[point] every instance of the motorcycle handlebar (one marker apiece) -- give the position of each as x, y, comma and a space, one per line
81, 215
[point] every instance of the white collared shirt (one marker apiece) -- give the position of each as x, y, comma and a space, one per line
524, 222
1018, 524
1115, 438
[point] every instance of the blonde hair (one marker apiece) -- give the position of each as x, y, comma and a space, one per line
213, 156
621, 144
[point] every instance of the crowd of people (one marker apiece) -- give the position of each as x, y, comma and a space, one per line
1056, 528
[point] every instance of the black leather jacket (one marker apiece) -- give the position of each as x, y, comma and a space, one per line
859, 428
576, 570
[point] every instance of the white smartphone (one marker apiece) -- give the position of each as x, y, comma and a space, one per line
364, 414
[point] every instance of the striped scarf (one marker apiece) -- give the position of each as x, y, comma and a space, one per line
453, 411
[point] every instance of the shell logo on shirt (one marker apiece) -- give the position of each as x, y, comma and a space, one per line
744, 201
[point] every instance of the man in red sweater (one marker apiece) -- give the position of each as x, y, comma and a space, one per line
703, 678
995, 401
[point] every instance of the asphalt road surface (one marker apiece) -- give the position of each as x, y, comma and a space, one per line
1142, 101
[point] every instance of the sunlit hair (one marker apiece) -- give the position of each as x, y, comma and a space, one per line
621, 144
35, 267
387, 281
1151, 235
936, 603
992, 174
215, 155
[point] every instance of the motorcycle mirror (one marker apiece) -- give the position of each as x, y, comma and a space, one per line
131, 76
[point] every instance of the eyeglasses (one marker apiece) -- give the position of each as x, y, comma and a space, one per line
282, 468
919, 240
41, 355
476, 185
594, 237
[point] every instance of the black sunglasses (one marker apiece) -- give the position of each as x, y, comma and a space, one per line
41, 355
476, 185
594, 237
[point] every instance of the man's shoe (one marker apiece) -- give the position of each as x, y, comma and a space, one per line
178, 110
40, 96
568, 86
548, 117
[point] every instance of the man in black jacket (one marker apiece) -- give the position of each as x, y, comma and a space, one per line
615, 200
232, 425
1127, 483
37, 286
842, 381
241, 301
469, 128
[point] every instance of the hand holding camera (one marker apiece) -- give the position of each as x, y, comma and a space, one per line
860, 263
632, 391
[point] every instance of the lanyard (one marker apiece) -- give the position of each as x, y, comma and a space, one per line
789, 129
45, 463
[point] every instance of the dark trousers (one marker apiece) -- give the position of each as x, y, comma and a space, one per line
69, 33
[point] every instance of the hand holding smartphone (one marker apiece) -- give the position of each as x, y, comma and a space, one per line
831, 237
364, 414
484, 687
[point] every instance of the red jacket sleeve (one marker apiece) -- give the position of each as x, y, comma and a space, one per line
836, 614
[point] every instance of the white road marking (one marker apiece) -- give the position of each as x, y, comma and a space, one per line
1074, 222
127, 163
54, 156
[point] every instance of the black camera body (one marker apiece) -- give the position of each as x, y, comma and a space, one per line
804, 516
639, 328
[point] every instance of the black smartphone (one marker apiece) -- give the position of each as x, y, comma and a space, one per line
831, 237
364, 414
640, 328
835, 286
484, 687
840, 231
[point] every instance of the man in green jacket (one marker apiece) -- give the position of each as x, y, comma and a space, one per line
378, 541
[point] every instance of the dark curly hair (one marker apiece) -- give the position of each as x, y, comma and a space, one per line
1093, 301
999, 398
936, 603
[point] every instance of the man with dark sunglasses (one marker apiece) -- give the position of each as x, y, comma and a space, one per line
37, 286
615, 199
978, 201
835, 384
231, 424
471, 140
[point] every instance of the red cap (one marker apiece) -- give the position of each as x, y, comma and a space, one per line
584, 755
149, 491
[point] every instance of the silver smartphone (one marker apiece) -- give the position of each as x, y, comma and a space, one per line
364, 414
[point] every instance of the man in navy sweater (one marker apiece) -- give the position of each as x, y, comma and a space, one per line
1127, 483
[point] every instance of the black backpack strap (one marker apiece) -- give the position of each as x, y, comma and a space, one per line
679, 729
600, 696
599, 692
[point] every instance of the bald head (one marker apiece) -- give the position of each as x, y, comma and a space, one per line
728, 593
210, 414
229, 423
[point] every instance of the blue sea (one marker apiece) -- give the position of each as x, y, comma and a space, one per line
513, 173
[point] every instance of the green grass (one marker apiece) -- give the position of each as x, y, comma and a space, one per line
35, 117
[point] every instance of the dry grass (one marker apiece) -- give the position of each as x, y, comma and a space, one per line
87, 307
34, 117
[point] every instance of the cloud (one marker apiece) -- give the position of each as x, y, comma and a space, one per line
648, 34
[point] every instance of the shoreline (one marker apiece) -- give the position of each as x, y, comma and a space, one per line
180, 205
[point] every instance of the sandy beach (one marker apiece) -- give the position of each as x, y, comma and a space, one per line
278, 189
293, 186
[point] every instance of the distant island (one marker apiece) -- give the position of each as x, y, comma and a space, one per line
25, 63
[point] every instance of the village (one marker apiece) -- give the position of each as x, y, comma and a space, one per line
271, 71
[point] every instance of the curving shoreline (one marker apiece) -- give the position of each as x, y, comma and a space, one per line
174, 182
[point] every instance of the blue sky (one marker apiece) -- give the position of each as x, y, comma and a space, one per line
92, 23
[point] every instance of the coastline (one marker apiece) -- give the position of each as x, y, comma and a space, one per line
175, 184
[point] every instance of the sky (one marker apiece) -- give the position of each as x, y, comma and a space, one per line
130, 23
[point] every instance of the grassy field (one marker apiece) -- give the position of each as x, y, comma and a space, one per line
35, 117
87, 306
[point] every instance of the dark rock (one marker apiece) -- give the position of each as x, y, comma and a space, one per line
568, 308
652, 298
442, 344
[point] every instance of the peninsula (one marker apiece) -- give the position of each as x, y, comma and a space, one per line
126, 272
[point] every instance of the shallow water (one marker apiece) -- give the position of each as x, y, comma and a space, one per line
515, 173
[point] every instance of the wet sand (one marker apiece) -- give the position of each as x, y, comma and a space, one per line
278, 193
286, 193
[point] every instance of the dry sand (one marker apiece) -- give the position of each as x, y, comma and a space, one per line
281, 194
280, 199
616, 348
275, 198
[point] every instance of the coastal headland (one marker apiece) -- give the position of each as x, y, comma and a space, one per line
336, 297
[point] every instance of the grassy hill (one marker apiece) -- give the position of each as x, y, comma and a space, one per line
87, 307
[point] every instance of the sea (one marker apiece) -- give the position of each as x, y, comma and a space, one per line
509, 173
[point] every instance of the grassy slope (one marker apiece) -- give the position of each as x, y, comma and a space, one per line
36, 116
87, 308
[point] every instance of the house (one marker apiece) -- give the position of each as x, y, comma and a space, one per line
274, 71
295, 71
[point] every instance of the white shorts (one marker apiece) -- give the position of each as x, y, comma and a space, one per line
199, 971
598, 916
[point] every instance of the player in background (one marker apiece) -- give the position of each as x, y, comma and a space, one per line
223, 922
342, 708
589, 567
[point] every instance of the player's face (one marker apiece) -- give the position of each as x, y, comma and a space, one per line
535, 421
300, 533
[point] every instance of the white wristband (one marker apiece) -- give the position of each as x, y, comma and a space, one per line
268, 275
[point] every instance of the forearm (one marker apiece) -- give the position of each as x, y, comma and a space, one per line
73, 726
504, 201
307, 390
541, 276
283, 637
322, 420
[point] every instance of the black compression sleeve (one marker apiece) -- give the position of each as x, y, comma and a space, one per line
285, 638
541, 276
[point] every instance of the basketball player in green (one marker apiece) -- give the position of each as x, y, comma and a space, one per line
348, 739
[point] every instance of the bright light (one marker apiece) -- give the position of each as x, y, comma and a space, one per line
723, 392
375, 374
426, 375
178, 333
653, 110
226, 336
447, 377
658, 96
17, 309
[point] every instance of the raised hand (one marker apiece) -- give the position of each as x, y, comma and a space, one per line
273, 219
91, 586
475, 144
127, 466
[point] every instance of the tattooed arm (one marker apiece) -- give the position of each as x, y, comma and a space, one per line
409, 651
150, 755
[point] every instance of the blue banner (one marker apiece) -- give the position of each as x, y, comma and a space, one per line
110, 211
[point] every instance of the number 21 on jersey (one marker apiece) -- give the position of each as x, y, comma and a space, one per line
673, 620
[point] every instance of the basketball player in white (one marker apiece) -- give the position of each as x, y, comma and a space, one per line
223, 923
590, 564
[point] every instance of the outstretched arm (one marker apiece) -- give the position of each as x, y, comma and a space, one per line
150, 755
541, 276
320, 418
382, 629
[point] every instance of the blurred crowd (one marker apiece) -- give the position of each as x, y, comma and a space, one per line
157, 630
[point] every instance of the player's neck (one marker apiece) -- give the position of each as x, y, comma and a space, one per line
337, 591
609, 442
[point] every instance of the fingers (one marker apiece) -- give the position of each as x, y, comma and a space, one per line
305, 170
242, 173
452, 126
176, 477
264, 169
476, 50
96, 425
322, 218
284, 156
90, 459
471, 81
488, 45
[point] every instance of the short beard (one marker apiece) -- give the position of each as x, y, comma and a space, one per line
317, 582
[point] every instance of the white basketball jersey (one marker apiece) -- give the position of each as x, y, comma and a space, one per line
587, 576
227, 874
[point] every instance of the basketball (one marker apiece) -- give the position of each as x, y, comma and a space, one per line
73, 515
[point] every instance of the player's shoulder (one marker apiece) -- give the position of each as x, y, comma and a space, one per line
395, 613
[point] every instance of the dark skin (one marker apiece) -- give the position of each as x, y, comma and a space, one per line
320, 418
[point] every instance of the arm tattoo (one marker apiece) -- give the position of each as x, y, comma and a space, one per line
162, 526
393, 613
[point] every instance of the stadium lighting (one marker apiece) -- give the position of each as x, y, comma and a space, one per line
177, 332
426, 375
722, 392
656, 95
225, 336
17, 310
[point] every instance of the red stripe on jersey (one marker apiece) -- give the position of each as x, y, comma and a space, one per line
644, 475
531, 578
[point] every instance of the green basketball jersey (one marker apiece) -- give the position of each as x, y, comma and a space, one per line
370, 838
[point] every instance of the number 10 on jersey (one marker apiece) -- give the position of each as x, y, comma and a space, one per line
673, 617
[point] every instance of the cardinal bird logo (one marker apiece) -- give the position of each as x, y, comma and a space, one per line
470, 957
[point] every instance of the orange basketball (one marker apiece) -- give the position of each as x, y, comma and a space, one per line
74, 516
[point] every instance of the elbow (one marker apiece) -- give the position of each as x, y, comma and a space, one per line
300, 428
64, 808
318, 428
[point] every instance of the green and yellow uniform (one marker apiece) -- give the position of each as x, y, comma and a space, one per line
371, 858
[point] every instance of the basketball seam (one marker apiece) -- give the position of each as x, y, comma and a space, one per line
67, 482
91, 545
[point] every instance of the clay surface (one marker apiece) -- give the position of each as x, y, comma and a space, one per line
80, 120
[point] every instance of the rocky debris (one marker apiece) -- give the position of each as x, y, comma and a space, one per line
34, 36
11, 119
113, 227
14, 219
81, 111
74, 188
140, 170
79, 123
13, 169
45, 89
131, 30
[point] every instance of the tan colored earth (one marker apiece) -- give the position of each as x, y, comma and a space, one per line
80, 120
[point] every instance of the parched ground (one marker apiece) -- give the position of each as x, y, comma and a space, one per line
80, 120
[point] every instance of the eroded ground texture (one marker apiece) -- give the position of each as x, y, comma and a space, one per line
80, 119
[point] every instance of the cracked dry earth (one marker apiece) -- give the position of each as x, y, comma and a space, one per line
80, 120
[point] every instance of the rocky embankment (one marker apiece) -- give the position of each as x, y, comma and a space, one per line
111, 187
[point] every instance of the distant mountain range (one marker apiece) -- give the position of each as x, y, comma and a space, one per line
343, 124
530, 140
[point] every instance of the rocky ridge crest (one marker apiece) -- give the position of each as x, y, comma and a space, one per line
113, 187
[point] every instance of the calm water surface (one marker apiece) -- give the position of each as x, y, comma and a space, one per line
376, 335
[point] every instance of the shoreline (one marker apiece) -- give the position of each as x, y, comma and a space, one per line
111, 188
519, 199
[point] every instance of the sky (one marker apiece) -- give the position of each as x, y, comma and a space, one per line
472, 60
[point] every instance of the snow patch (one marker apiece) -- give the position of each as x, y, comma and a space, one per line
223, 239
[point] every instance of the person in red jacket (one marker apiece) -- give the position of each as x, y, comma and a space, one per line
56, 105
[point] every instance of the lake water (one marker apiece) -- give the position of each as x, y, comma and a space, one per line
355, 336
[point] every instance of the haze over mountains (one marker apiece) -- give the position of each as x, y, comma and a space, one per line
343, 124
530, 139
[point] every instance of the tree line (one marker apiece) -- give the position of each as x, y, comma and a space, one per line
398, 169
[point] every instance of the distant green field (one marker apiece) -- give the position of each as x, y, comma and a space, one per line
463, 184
---+---
* WHAT YOU NEED TO DO *
Repeat only the stretch of lines that opens with the line containing "[point] every instance of the snow" and closes with the final line of the entries, both included, exactly as written.

* FULL SOLUTION *
[point] every instance of the snow patch (one marker apiece) -- give the position of each as x, y, comma and a space, one per line
223, 239
[point] every instance of the person in red jacket (one marker apiece) -- give the position of each as x, y, comma and a space, one per line
56, 105
[point] every instance of the lake water (one marker apiece) -- give the position of each as x, y, comma and a space, one per line
355, 336
[point] every instance of the haze over mountains (one marker apiece) -- give the position of each as x, y, comma and a space, one per line
343, 124
530, 139
[point] every instance of the tree line (one marker apiece) -- give the position of each as x, y, comma and a space, one per line
398, 169
[point] every instance of the distant green field (one marker apiece) -- give the position of each as x, y, comma and a space, one per line
463, 184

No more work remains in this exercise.